_WHAT IS REQUIRED_. Transcribe word for word the part of the team reflection below, starting with "So, here, I" and going on through "times, at least.".
======== TEXT PROVIDED
So, here, I specifically stepped off to the side and let the team do their thing, only sometimes contributing. I was very happy to hear general consistency around not only that we want to be fun and funky and innovative and exciting but that we want to be process-oriented and data-driven. It is great to have some form of validation that it’s not just me pushing what I want onto them, but they seem to want it too. Perhaps my all-too-obvious excitement at insights and showing them how we can make decisions based on data is having its intended effect.
I changed my Skype status this week to something awesome: ‘the plural of anecdote is not data.’ True.
Exciting times ahead. I was really feeling a bit besieged on Wednesday, between everyone seemingly wanting a piece of me on the one side and cold, hard reality on the other. Hence, part of the emotional overload. Interesting times, at least.
================
======== RECORD EXTRACTS
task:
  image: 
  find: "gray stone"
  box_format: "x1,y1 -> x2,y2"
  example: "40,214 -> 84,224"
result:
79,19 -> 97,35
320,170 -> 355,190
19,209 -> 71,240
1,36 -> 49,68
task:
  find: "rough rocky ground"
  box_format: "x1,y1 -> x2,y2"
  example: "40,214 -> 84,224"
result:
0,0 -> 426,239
================
_WORKED SOLUTION_.
So, here, I specifically stepped off to the side and let the team do their thing, only sometimes contributing. I was very happy to hear general consistency around not only that we want to be fun and funky and innovative and exciting but that we want to be process-oriented and data-driven. It is great to have some form of validation that it’s not just me pushing what I want onto them, but they seem to want it too. Perhaps my all-too-obvious excitement at insights and showing them how we can make decisions based on data is having its intended effect.
I changed my Skype status this week to something awesome: ‘the plural of anecdote is not data.’ True.
Exciting times ahead. I was really feeling a bit besieged on Wednesday, between everyone seemingly wanting a piece of me on the one side and cold, hard reality on the other. Hence, part of the emotional overload. Interesting times, at least.